THE TASK: Word for word, restate the lines from the start of the data down to the line with "Return one point per instance of the sliding", both included.

DATA SHOWN:
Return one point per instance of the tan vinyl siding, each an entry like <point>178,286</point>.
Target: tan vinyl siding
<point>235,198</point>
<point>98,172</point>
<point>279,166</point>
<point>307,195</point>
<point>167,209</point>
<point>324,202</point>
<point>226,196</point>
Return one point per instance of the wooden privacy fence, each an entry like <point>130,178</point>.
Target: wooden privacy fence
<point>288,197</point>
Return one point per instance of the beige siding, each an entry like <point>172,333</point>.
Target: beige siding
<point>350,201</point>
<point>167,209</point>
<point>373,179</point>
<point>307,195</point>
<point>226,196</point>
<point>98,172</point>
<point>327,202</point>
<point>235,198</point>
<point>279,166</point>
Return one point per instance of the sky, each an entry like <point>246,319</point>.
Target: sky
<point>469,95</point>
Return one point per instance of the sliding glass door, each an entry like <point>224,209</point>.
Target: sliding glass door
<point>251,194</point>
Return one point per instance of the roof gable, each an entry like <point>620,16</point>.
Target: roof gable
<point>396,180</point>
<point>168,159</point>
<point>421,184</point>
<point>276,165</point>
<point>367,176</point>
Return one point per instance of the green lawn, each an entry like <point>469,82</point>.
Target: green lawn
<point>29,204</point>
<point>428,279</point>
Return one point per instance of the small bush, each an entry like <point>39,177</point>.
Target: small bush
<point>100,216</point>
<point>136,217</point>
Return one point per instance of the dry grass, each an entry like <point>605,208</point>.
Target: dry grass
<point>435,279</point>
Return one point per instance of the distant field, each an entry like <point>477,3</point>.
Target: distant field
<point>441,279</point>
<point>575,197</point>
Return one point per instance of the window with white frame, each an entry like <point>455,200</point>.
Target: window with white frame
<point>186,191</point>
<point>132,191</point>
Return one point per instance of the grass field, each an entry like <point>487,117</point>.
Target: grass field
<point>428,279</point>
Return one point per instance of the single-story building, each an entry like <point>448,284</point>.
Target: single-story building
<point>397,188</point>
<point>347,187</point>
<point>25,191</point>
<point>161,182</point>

RESULT OF THIS EXERCISE:
Return one point per instance of the tan vinyl siding, each an entry like <point>178,286</point>.
Target: tan vinyl siding
<point>235,198</point>
<point>98,172</point>
<point>279,166</point>
<point>307,195</point>
<point>167,209</point>
<point>324,202</point>
<point>226,196</point>
Return one point per instance of the wooden privacy fence, each an entry like <point>130,178</point>.
Target: wooden privacy fence
<point>288,197</point>
Return one point per instance of the beige siding, each an entry like <point>172,333</point>.
Target: beige siding
<point>350,201</point>
<point>167,209</point>
<point>373,179</point>
<point>307,195</point>
<point>226,196</point>
<point>98,172</point>
<point>327,202</point>
<point>235,198</point>
<point>279,166</point>
Return one point per instance of the sky, each an entry like <point>246,319</point>.
Target: sky
<point>469,95</point>
Return one point per instance of the sliding glass door, each an entry like <point>224,209</point>.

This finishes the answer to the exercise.